- **Directive**:
Reproduce every line of the listing below, requests included, and scale each coordinate in the answers by 0.9, rounding to whole numbers with halves rounded up.

Excerpts from a location annotation dataset
%%
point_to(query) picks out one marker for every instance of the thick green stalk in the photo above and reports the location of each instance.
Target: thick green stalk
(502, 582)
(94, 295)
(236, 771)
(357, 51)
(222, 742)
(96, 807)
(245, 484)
%%
- **Solution below**:
point_to(query) picks out one marker for every instance of the thick green stalk in the photo above and reports the location of each instance.
Target: thick green stalk
(452, 524)
(85, 266)
(212, 694)
(321, 46)
(200, 668)
(86, 726)
(221, 436)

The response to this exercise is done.